> [Задание]
Масштабируйте координаты точек в ответах в записях между строкой, содержащей «of the downspout», и концом записей включительно: умножьте каждую координату на 1,7 и округлите до целого, половины в большую сторону. Приведите только эти строки, полностью и без пропусков, остальной их текст оставьте без изменений.
▽
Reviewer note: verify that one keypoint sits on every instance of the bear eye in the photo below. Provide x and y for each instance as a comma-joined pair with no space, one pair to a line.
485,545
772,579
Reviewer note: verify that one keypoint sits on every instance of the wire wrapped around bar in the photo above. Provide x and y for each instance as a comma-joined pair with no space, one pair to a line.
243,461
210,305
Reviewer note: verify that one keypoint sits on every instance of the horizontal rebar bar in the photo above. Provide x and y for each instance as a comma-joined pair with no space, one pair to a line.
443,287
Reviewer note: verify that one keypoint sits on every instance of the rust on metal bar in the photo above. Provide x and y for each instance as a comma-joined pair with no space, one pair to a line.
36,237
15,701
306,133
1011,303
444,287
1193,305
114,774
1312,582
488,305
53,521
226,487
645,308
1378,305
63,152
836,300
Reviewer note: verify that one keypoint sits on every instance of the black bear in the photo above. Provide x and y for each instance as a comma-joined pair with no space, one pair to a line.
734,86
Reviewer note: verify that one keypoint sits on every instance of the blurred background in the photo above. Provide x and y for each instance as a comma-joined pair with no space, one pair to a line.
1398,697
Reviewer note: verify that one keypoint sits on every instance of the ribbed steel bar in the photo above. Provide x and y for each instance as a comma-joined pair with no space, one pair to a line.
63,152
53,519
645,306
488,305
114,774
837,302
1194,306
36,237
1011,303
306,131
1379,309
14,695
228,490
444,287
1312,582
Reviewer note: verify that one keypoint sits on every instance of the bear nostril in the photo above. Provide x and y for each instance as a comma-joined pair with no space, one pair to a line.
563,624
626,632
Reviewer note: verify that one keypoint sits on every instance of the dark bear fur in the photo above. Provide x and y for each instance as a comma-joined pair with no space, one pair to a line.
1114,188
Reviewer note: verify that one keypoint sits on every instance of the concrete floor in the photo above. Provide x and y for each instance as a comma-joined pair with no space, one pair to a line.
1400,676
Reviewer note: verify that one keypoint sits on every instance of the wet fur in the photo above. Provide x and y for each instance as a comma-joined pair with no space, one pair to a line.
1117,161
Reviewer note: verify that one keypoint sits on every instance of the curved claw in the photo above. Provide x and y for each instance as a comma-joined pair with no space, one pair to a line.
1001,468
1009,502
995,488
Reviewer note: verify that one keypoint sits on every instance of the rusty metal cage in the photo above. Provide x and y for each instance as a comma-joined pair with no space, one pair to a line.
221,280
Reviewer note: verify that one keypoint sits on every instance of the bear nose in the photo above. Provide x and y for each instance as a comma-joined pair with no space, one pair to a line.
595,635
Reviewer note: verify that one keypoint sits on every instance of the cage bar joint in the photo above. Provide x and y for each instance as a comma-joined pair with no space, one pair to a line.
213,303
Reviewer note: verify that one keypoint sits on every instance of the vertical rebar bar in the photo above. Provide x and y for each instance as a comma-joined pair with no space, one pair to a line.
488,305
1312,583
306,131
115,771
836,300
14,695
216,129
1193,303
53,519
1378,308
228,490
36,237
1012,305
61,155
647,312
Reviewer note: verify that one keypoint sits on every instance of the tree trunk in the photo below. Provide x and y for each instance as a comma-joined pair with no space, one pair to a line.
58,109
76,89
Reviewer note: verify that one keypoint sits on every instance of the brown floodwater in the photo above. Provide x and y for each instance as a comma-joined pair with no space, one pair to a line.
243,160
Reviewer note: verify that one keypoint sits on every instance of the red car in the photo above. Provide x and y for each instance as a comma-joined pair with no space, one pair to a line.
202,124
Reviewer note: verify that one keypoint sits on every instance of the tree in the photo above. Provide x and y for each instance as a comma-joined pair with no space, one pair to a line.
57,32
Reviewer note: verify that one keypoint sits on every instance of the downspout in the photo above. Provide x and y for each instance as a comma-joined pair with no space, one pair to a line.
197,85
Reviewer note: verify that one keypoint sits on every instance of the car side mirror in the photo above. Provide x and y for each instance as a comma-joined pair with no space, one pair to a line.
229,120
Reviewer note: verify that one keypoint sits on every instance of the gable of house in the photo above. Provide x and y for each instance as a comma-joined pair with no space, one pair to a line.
△
> [Решение]
Reviewer note: verify that one keypoint sits on every instance of the downspout in the photo above. Provide x and y for each instance as a comma-joined pair with no space, one pair to a line.
335,145
Reviewer note: verify that one keypoint sits on every instance of the car side mirror in the photo above. Provide x and y for each instance as a comma-joined pair with no space, one pair to a line.
389,204
Reviewer note: verify that one keypoint sits on every instance of the gable of house in the photo above. Provide x and y for each instance as a comma-joined pair with no space, one pair to a line.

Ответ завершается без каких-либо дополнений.